▸ The task: All lines in the listing below from the one containing "Target: wooden log rail" through the last should be written out exactly, and only those.

▸ Supplied entries:
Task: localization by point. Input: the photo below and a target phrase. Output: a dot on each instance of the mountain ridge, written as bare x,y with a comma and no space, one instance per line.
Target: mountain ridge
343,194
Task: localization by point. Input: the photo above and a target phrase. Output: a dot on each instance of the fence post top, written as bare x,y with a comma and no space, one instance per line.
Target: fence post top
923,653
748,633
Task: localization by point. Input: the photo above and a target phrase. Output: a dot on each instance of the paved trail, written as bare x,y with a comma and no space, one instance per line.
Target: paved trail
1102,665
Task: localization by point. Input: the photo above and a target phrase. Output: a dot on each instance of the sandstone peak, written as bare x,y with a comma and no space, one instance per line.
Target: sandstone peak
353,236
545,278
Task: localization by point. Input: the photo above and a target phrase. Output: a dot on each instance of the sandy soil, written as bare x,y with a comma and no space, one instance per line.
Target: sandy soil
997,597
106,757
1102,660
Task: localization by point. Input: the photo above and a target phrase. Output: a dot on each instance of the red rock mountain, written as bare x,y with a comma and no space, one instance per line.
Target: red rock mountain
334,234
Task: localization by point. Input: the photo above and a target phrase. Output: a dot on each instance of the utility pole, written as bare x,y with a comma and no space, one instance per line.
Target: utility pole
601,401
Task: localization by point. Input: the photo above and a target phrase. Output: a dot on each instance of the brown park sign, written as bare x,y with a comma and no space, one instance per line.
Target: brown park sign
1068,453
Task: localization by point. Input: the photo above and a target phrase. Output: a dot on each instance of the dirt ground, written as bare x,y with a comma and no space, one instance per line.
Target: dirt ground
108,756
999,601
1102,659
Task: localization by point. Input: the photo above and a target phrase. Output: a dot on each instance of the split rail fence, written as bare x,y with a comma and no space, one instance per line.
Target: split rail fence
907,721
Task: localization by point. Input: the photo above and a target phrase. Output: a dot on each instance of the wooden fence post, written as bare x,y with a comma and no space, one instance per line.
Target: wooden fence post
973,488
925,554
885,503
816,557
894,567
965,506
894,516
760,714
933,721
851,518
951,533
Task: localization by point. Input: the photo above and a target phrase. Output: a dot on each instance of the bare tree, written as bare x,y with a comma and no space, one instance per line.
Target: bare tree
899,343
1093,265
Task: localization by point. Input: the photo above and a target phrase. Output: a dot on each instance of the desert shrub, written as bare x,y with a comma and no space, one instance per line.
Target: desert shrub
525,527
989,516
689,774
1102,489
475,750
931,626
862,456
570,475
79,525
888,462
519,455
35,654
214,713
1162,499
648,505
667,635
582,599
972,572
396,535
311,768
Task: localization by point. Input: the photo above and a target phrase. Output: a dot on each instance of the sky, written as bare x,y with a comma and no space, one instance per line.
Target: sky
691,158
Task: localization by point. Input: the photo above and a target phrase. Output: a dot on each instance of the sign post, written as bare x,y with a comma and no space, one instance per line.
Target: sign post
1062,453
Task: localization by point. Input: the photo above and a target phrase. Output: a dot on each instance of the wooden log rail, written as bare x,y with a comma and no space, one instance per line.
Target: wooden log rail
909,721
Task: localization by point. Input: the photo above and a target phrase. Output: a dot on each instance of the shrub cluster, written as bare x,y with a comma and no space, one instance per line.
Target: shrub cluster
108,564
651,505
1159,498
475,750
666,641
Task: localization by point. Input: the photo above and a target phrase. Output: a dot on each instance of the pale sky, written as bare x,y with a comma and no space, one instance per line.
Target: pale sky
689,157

▸ Exercise answer:
Target: wooden log rail
909,721
Task: localization by point. Input: the photo above and a target phrase. Output: a dot on each instance of the shrub cluster, written as bare x,y with a comma and no space, one instance per line.
Target: shrub cluster
108,564
651,505
1159,498
475,750
666,641
Task: localization by point. Input: the photo above and a target phrase. Output: a dot on each instance of the pale sky, written as bare x,y with a comma and no space, one instance per line.
Target: pale sky
689,157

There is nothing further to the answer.